I don’t know if I’m happy anymore. I don’t know if I’m sad. The only thing that I’m sure of, is the fact that I’m just tired of everything.
My family is just falling apart, and I’m really just giving up. I can’t take any of them anymore. This court thing between my parents, it seems like they are using me and my brother as an excuse to just fight each other. It doesn’t seem like this whole thing is because of me and my brother, it seems like all of this trouble and drama is because they have so much hatred for each other that they need to find an excuse to fight this much. I don’t know if that made sense. I’m not going back and editing, I’m trying to just let all the words flow.
It’s just difficult when you don’t even know who’s being real with you, the world is so full of dishonest people, and then you have your family and they shouldn’t be the ones to lie to you, but it seems like they are. It’s hard to take that, but I guess I’m just going to have to accept the fact that not everyone is going to be the way that you want them to be, or the way that they should be. Everyone seems to be so selfish, but then they turn to me and call me the selfish one. They just don’t understand what is going on in my mind and what I’m really thinking about the whole issue, it just seems like they think that I’m trying to do things to make myself happy. I should do that, because I don’t do that enough. I don’t try to make myself happy.
My love life, isn’t even a love life anymore, I’m with him more so now, because I’m scared of him. I can’t take that. I’m not who I am anymore. I’m not this person that he’s making me, and the sad part is that I see it all happening in front of me, but I can’t stop it. I used to think that I was with him because I love him, but after a couple days ago, that isn’t the case anymore. 2 days ago, he hit me, and now, I don’t know if I should forgive him and turn the other cheek, or leave.

- WHAT THE TASK REQUIRES:
Find every place in the text where the writer says "I don't know," and list what each one is about, quoting the words that follow.

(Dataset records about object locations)
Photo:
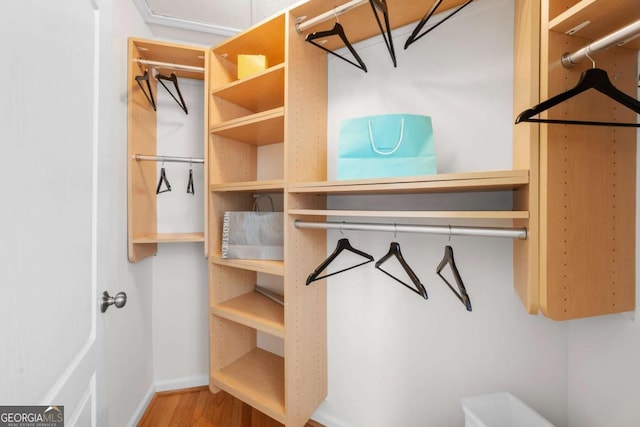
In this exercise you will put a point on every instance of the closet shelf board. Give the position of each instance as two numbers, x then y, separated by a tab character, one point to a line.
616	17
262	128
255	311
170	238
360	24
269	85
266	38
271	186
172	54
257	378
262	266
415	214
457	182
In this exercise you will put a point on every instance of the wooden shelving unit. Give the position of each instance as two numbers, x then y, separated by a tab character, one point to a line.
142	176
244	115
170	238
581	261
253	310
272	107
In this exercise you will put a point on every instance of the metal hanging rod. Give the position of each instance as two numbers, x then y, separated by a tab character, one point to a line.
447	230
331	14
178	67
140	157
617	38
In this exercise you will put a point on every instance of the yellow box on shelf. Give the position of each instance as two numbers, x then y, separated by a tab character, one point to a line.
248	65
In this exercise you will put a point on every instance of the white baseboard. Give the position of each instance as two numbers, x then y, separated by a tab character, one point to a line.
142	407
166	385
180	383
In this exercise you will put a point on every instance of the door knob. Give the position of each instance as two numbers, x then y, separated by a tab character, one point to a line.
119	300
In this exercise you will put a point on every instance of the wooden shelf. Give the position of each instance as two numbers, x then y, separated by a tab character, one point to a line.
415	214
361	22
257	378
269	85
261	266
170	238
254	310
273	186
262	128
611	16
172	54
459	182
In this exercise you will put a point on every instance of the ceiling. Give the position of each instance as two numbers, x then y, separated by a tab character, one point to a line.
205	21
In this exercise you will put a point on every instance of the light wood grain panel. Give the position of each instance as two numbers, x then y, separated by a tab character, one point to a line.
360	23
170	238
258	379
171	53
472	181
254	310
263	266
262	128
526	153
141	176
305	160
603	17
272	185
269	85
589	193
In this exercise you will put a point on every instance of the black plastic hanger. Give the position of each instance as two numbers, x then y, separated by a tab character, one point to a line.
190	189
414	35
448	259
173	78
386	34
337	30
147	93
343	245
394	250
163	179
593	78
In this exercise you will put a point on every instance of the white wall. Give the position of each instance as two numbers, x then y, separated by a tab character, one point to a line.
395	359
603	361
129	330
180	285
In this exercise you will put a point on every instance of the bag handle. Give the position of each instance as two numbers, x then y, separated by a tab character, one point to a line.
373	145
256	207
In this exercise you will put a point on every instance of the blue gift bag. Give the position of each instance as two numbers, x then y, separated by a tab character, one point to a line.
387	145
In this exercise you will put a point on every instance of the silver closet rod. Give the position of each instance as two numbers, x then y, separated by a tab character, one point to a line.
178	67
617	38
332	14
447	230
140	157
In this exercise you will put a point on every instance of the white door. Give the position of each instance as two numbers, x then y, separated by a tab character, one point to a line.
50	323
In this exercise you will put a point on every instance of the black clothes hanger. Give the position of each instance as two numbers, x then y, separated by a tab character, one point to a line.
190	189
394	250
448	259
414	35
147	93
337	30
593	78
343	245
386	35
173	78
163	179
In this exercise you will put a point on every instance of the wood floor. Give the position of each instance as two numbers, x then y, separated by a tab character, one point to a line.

- REPLY:
- "if I'm happy anymore"
- "if I'm sad"
- "if that made sense"
- "if I should forgive him and turn the other cheek, or leave"